**Text**:

Wednesday 6 April - Boat Ramp - Tony Champion (Tdog)
Scene: The boat ramp driving rain and hail – Brian cowering under his tailgate to change – Quote: “That was the worst day’s sailing I’ve ever had here” and he got out through the shore break and the rip and blasted about for a while. Boydy “That was very disappointing” also managed a sail but along with Brian had to walk the walk of shame to get back upwind after nearly every wave ride. Bob struggled in the rip most of the time but did get out and back more than once. Richie (a newcomer to the group) sailed briefly and to good effect but claimed that his hands had never before been so cold. A dummyless Andy had to walk back from Poo corner and I managed to get outside once but wished I hadn’t.

Why was it so bad? We arrived 1.15 ish to see white caps, breaking waves and scudding spray in brilliant sunshine, 4.2s to 4.7s were rigged. Martin ("I've never seen it like this before") took one look and wisely went back to the pond. Steve went out as wind monkey and demonstrated that there wasn’t half as much wind as appeared. Brian followed him and planed most of the time but by now the shore break was really jacking up and the rip was awkward. I tried and got a good rinsing for my pains and decided to wait for the tide to change. Andy kept dry. My patience quickly ran out and I tried again successfully to find that the wind on the outside was not only very twitchy but had huge holes in it which coupled with fairly bumpy conditions made very uncomfortable sailing. I came straight back in to do a little tuning but on seeing massive black clouds approaching decided to wait a bit. At this point Andy wobbled out and only made it back to shore again at the North end, abandoned his gear and came stomping back through the hail storm. All but Steve and Richie then called it a day.

There were possibly two problems. First the wind was very twitchy and second it was blowing against the main tidal flow so that produced an abnormal amount of white water on the outside. Having said that I would not like to have had to hold down a 5m in the gusts under those bumpy conditions.

Stored items
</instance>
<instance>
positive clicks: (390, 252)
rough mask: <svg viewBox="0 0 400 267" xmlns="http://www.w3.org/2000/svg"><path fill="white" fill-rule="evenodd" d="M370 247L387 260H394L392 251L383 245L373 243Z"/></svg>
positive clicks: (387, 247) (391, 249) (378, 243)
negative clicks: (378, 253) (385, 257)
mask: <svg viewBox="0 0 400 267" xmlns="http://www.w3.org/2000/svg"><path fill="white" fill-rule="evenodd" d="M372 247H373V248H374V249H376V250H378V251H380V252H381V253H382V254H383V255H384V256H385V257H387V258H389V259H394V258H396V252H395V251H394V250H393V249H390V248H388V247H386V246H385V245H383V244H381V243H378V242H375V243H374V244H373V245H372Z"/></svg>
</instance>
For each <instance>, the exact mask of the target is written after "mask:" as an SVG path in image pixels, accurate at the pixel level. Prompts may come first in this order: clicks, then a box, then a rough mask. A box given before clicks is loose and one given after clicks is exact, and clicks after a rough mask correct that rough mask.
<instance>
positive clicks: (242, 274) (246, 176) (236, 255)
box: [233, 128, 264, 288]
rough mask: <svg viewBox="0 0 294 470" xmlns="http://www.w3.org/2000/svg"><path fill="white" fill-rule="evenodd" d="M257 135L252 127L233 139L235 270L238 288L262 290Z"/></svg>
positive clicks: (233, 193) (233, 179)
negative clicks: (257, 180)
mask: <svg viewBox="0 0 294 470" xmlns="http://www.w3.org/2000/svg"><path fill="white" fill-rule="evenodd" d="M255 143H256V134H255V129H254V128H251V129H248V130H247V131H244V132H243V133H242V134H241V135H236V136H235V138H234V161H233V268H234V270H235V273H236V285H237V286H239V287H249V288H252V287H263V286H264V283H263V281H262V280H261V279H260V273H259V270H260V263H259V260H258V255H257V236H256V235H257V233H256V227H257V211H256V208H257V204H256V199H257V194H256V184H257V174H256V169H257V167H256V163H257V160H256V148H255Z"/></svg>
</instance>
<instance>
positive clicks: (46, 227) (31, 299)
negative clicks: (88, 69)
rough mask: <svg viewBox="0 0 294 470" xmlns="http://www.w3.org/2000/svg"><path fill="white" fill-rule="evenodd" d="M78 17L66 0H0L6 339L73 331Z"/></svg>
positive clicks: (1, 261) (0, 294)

**What to produce**: Using the boat ramp report, decide whether each statement agrees with it: (a) Martin sailed for a while before going back to the pond; (b) the group arrived to find white caps and breaking waves in brilliant sunshine; (c) Steve and Richie were among those who called it a day. Answer yes or no for each and quote the words that decide it.

**Solution below**:
(a) No: "Martin ("I've never seen it like this before") took one look and wisely went back to the pond."
(b) Yes: "We arrived 1.15 ish to see white caps, breaking waves and scudding spray in brilliant sunshine"
(c) No: "All but Steve and Richie then called it a day."